Exercise goal –
Reproduce, character for character, every line of the material below from the line containing "sticker. Report pixel corners as JSON arrays." down to the line containing "[[238, 105, 267, 118]]", with both of those lines included.

Records of labeled boxes:

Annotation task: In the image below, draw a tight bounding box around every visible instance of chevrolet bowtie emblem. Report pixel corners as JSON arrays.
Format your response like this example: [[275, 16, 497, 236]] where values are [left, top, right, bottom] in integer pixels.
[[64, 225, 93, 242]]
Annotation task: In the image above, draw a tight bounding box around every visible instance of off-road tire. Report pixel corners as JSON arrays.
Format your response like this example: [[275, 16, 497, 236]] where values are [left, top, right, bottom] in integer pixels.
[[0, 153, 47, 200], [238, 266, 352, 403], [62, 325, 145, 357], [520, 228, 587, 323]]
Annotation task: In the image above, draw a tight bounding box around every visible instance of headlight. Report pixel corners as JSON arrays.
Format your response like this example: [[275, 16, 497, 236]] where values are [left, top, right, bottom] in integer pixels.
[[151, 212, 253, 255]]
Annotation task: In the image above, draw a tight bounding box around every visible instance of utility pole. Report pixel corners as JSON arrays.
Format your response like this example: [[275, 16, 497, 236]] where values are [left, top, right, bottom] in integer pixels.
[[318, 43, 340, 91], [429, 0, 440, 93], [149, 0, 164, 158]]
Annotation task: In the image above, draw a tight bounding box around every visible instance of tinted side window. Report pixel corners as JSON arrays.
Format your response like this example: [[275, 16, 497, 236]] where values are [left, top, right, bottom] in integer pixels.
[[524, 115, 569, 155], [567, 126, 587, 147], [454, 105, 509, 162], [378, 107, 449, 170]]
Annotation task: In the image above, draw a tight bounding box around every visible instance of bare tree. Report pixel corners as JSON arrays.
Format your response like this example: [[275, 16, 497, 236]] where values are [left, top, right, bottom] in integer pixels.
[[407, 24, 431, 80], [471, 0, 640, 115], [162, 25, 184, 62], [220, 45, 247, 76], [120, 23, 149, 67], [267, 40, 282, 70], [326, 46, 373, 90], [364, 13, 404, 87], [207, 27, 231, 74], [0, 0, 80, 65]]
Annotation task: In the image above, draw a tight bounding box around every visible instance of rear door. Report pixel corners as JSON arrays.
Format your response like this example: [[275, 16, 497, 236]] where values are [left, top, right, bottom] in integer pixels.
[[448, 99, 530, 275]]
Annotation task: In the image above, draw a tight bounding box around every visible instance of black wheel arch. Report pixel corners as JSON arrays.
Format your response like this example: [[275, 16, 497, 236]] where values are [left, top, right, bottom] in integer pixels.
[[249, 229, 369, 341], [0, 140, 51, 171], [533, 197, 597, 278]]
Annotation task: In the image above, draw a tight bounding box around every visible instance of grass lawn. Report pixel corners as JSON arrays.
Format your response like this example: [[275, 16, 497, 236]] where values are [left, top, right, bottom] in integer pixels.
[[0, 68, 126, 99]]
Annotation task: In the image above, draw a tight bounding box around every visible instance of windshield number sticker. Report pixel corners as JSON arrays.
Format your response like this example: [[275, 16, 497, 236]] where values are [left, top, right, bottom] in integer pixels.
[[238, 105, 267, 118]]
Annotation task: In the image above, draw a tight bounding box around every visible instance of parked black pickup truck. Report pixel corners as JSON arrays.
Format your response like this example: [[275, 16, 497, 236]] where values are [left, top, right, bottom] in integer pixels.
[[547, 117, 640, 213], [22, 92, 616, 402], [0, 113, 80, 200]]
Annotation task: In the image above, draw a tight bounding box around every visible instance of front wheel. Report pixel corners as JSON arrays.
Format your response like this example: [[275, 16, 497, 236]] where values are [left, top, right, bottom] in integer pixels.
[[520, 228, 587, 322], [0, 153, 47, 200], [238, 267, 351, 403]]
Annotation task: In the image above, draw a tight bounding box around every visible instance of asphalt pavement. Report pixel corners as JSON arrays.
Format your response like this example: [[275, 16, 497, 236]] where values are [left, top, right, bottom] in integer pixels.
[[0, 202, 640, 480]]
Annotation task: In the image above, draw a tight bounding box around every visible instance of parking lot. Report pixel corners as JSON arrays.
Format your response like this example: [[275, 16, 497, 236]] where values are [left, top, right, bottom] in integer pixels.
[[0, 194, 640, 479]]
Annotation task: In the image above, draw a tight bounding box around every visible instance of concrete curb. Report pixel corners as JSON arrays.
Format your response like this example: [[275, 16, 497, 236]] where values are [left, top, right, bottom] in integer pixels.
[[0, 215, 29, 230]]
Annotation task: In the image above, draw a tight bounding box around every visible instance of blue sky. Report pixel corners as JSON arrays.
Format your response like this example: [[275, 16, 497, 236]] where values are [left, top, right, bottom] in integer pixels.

Solution to this problem –
Annotation task: In the image above, draw a tight bounding box around every visible instance of windshield number sticker. Report pixel corners as JSON arrays.
Format your response like this example: [[275, 16, 497, 236]] where values are [left, top, right, bottom] in integer pixels.
[[238, 105, 267, 118]]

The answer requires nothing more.